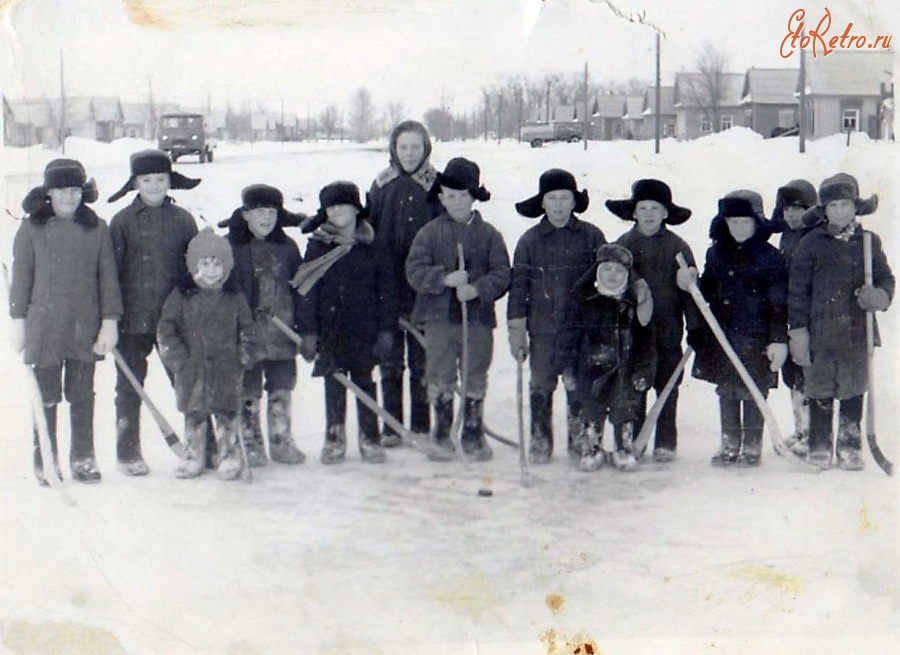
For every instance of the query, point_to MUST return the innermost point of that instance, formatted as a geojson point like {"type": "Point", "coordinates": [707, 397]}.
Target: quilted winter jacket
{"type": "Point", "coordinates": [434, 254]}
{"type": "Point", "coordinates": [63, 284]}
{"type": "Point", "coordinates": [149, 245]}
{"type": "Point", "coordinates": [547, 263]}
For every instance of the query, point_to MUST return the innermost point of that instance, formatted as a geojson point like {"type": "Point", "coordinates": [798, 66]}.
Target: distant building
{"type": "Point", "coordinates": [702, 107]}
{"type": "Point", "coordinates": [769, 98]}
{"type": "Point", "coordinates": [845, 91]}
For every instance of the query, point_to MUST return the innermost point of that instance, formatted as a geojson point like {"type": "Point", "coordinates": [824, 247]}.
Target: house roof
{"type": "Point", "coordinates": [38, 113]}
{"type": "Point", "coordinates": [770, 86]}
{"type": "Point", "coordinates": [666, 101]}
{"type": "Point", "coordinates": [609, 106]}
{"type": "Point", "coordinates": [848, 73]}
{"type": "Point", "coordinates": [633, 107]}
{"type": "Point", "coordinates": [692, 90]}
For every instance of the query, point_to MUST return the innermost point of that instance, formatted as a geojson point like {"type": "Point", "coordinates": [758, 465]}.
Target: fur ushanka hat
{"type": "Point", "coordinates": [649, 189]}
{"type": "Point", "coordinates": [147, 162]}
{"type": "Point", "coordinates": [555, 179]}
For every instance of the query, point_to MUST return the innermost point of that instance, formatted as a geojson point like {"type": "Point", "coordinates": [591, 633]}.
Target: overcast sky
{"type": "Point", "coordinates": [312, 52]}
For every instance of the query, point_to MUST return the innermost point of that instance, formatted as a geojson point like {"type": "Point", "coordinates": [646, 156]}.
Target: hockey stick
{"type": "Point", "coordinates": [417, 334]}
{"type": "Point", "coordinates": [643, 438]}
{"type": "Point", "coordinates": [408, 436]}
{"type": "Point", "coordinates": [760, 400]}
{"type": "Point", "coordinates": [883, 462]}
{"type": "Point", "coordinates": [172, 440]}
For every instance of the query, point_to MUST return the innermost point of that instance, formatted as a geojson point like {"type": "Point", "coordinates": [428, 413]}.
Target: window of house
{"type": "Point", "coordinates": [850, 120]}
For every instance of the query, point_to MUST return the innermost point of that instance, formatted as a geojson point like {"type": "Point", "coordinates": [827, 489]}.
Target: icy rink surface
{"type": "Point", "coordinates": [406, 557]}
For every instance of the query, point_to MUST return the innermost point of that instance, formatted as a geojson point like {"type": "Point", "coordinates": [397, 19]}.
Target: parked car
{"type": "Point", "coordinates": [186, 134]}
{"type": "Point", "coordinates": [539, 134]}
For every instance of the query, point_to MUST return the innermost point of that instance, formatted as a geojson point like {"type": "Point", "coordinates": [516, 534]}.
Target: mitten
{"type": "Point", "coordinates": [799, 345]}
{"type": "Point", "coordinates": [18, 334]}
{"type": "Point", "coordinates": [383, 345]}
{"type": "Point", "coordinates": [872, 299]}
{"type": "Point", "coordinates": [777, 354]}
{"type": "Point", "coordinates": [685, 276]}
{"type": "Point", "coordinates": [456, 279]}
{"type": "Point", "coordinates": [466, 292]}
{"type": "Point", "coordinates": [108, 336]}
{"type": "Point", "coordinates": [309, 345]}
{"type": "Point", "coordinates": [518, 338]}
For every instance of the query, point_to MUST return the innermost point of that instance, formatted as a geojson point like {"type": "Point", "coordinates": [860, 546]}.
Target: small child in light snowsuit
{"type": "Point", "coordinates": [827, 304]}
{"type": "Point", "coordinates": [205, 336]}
■ ■ ■ ■ ■ ■ ■
--- Problem to work on ---
Word for word, repeat each line of the records, and leave every image out.

--- Finished task ---
For every instance of the query, point_to MUST return the innermost point of that instance, formatted as a geojson point like {"type": "Point", "coordinates": [707, 397]}.
Target: quilted winter jacket
{"type": "Point", "coordinates": [434, 254]}
{"type": "Point", "coordinates": [63, 284]}
{"type": "Point", "coordinates": [149, 245]}
{"type": "Point", "coordinates": [547, 263]}
For every instance of the query, point_to MUST return the innermost point of that instance, formatted as a geojson point like {"type": "Point", "coordinates": [798, 66]}.
Target: distant building
{"type": "Point", "coordinates": [702, 107]}
{"type": "Point", "coordinates": [769, 98]}
{"type": "Point", "coordinates": [845, 91]}
For every instance of the query, point_to MUST return the innermost point of that instance, formatted as a geojson point like {"type": "Point", "coordinates": [824, 247]}.
Target: house roof
{"type": "Point", "coordinates": [38, 113]}
{"type": "Point", "coordinates": [770, 86]}
{"type": "Point", "coordinates": [666, 101]}
{"type": "Point", "coordinates": [609, 106]}
{"type": "Point", "coordinates": [848, 73]}
{"type": "Point", "coordinates": [633, 107]}
{"type": "Point", "coordinates": [692, 90]}
For every instance of the query, point_to MUST return the innermost point of that instance, formatted as a geojson point like {"type": "Point", "coordinates": [758, 465]}.
Target: fur ushanka hat
{"type": "Point", "coordinates": [649, 189]}
{"type": "Point", "coordinates": [147, 162]}
{"type": "Point", "coordinates": [555, 179]}
For every instance of the query, point_to MUST return the innermost point of that instance, formatted as a geojson point like {"type": "Point", "coordinates": [591, 633]}.
Target: overcast sky
{"type": "Point", "coordinates": [312, 52]}
For every instance of the query, point_to MUST return the innermost point of that instance, formatted as a geojson point like {"type": "Point", "coordinates": [646, 156]}.
Target: hockey stick
{"type": "Point", "coordinates": [417, 334]}
{"type": "Point", "coordinates": [643, 438]}
{"type": "Point", "coordinates": [408, 436]}
{"type": "Point", "coordinates": [760, 400]}
{"type": "Point", "coordinates": [883, 462]}
{"type": "Point", "coordinates": [172, 440]}
For every instance of the query, point_to MUST return the innermost point of that instance, formatted as a geojson point like {"type": "Point", "coordinates": [428, 413]}.
Target: window of house
{"type": "Point", "coordinates": [850, 120]}
For every instance of the query, point_to MUST return the innermost point of that instance, formatted as a geojson point like {"type": "Point", "coordinates": [827, 489]}.
Target: icy rink surface
{"type": "Point", "coordinates": [406, 557]}
For every instance of the query, point_to MUST return the innermost point of that instance, formatted as a geojson point like {"type": "Point", "coordinates": [397, 19]}.
Target: parked car
{"type": "Point", "coordinates": [186, 134]}
{"type": "Point", "coordinates": [539, 134]}
For every instance of the query, point_to MUST return the innermost point of that instance, formatted as a geojson point like {"type": "Point", "coordinates": [516, 534]}.
Target: mitten
{"type": "Point", "coordinates": [799, 345]}
{"type": "Point", "coordinates": [18, 334]}
{"type": "Point", "coordinates": [383, 345]}
{"type": "Point", "coordinates": [872, 299]}
{"type": "Point", "coordinates": [777, 354]}
{"type": "Point", "coordinates": [685, 276]}
{"type": "Point", "coordinates": [456, 279]}
{"type": "Point", "coordinates": [466, 292]}
{"type": "Point", "coordinates": [108, 336]}
{"type": "Point", "coordinates": [309, 345]}
{"type": "Point", "coordinates": [518, 338]}
For every instance of the query, point_to MUST return the innermost point of that instance, formatted as a geojson point like {"type": "Point", "coordinates": [860, 546]}.
Target: small child in light snowsuit
{"type": "Point", "coordinates": [827, 304]}
{"type": "Point", "coordinates": [205, 336]}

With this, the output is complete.